Exercise description
Copy the records verbatim from the line with "Round 2, Question 4: The image above contains a red" up to and including the line with "0;0;1024;289".
* begin *
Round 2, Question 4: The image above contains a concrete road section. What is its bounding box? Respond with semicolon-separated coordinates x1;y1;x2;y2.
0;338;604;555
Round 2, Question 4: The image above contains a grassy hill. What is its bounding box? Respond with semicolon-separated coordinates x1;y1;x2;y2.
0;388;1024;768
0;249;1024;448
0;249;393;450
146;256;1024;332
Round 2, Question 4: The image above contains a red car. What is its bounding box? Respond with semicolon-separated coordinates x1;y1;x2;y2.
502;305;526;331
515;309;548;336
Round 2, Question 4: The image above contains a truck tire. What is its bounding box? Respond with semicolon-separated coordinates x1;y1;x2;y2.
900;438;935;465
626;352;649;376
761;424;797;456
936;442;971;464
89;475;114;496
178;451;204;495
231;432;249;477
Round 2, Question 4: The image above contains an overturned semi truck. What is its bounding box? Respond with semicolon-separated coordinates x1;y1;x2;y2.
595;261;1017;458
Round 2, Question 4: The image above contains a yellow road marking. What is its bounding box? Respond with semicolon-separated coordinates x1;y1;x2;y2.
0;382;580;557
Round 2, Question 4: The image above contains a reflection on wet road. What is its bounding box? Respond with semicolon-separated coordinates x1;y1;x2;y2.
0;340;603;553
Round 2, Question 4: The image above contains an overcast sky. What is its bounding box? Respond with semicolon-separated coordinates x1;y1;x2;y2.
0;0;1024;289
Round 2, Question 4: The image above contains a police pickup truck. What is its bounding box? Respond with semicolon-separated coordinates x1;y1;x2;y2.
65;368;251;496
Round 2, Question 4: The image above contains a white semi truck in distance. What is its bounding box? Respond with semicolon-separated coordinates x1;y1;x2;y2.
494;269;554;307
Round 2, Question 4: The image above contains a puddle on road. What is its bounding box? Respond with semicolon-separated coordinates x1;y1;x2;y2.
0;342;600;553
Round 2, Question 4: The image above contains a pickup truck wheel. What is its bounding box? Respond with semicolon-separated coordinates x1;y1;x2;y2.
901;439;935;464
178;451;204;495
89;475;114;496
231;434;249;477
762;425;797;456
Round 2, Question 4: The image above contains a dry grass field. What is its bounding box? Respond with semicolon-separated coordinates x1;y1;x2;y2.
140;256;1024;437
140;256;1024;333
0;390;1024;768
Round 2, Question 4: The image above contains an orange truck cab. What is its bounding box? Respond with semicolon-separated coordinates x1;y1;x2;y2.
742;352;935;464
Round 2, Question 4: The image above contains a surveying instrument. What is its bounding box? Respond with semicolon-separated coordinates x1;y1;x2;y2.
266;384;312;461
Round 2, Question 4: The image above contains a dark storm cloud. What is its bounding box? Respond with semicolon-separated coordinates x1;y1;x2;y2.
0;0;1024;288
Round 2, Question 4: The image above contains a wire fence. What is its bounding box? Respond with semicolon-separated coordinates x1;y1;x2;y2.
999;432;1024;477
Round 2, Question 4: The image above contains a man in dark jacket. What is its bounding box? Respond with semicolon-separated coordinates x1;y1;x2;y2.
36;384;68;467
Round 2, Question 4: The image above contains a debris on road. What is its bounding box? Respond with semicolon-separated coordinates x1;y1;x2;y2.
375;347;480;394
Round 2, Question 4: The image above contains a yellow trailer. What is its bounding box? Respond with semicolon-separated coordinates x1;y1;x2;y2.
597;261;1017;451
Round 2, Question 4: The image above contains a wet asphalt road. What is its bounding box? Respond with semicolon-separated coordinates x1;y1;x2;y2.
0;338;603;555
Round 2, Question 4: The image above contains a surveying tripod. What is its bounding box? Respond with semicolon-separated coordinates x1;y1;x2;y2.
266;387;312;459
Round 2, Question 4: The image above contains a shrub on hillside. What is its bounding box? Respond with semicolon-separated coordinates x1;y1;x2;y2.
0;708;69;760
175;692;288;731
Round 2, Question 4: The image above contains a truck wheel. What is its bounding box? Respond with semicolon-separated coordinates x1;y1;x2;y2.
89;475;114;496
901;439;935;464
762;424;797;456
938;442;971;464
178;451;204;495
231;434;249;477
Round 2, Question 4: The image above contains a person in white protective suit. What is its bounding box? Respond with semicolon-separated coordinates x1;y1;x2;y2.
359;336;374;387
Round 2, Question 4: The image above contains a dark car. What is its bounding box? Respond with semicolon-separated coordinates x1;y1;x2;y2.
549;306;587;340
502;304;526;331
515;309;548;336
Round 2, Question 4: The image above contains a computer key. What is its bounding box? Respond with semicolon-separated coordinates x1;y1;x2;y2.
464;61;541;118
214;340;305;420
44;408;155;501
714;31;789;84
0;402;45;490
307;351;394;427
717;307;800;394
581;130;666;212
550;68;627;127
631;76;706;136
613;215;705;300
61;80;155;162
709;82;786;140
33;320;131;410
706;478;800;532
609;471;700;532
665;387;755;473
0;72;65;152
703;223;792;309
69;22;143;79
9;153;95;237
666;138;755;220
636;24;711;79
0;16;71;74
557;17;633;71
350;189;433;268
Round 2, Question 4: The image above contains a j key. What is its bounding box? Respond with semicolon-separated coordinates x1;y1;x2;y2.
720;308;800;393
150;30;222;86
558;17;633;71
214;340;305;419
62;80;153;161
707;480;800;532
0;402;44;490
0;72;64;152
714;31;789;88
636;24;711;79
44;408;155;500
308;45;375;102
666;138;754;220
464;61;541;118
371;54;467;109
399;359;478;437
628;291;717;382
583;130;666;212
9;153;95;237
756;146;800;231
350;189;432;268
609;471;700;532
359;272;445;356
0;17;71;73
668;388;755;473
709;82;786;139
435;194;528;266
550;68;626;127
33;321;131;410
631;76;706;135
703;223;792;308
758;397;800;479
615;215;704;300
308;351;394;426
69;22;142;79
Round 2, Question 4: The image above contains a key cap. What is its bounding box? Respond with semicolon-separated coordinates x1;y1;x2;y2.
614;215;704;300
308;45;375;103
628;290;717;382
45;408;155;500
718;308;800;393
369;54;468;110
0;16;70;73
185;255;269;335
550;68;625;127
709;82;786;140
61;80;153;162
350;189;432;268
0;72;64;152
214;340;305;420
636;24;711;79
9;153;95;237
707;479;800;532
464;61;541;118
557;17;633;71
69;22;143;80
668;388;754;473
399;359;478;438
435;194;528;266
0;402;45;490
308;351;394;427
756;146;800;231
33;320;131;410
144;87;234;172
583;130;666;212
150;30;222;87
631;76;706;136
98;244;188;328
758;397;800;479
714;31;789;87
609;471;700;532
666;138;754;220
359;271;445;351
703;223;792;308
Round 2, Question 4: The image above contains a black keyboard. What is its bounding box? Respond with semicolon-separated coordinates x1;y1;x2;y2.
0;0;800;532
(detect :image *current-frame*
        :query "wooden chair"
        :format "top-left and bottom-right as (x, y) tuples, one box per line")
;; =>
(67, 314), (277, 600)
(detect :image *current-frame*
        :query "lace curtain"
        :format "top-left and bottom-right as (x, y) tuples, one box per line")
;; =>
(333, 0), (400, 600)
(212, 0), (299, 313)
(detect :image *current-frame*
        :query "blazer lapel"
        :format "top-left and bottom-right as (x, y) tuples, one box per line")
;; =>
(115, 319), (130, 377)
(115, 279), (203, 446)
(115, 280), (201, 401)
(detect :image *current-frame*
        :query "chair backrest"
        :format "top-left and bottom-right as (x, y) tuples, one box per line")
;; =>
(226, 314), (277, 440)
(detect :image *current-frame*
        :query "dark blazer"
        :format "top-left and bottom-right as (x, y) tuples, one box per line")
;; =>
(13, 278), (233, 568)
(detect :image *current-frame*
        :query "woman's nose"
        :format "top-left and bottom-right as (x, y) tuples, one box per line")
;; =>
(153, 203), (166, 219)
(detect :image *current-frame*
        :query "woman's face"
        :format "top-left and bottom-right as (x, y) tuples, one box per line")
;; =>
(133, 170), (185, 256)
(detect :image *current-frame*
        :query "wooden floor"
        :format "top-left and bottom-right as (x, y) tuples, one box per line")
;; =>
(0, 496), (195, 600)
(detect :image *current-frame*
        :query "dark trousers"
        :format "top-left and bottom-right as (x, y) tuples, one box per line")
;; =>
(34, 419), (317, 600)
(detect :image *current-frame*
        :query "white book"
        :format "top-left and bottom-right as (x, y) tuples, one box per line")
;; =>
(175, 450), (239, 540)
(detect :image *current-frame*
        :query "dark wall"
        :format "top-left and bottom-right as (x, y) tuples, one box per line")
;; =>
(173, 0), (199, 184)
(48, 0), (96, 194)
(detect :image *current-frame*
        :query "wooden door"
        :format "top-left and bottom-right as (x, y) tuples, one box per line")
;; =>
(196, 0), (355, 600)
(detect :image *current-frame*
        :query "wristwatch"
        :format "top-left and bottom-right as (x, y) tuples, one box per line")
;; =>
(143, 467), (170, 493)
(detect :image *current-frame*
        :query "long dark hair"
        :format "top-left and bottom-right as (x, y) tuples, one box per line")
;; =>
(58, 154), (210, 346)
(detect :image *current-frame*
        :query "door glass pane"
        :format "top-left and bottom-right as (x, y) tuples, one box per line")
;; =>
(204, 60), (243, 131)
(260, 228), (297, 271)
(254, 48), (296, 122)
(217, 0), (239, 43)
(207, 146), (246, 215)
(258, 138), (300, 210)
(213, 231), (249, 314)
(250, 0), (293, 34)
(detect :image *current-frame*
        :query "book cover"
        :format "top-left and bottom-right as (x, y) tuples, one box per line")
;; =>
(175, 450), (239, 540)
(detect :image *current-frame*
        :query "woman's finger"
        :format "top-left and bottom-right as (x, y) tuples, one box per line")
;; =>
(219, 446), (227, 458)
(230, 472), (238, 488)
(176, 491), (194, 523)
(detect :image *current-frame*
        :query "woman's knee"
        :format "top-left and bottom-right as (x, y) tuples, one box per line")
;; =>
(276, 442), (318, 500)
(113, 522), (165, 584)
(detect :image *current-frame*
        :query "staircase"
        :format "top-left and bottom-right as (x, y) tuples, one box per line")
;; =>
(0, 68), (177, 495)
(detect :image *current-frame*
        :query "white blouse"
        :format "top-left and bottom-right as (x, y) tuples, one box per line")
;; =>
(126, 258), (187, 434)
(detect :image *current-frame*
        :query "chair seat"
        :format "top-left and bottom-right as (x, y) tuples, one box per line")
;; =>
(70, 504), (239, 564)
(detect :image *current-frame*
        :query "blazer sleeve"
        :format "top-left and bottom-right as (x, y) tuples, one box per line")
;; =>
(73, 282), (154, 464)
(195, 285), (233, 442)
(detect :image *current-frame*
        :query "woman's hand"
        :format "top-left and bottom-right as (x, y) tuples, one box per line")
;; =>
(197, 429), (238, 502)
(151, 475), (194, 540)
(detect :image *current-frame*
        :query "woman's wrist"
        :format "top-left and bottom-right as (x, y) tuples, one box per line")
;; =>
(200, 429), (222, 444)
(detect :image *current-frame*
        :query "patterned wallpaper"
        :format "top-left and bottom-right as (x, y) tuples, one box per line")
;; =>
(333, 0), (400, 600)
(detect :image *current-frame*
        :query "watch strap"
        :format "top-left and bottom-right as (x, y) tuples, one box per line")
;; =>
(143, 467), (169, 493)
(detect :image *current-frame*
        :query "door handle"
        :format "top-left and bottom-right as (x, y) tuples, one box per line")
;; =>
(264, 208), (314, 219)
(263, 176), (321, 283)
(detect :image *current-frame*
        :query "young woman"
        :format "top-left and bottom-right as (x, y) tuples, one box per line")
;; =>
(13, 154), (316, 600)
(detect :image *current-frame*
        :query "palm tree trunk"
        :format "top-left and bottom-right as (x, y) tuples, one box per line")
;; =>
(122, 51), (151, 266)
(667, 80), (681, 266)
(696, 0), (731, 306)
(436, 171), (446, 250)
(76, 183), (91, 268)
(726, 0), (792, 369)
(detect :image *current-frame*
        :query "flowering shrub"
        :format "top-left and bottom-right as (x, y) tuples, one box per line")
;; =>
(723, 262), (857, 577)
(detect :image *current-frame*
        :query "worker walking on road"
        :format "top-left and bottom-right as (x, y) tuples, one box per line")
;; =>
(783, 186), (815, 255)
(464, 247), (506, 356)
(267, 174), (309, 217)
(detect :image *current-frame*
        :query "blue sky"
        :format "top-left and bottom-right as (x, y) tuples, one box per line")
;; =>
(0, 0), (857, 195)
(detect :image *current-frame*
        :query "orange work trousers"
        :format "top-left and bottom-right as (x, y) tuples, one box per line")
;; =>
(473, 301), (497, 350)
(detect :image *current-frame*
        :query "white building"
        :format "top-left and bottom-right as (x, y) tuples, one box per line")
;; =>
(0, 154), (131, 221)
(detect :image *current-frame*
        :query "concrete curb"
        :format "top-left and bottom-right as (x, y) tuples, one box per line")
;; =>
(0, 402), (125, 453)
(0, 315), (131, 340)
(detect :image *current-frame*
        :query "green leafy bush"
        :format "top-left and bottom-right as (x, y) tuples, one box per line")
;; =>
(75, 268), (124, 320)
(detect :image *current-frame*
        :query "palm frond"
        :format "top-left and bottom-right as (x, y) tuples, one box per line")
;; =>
* end *
Output of the task
Round 2, Question 4: The image above contains a red car. What is its bounding box? Respond with semicolon-separated coordinates x1;y1;x2;y2.
502;305;526;331
515;309;548;336
Round 2, Question 4: The image above contains a truck tire. What is its bounding box? Respond with semicolon-separated coordinates x1;y1;x2;y2.
900;438;935;465
626;352;649;376
761;424;797;456
936;442;971;464
89;475;114;496
178;451;204;495
231;432;249;477
Round 2, Question 4: The image above contains an overturned semi truck. What is its bounding box? Respond with semicolon-separated coordinates x1;y1;x2;y2.
595;261;1017;458
Round 2, Question 4: The image above contains a yellow road marking. What is its bounding box? Respond with semicolon-separated coordinates x1;y1;x2;y2.
0;382;580;557
Round 2, Question 4: The image above contains a reflection on wet road. What is its bounding box? Respond with semicolon-separated coordinates x1;y1;x2;y2.
0;340;603;553
Round 2, Question 4: The image above contains an overcast sky. What is its bounding box? Respond with semicolon-separated coordinates x1;y1;x2;y2.
0;0;1024;289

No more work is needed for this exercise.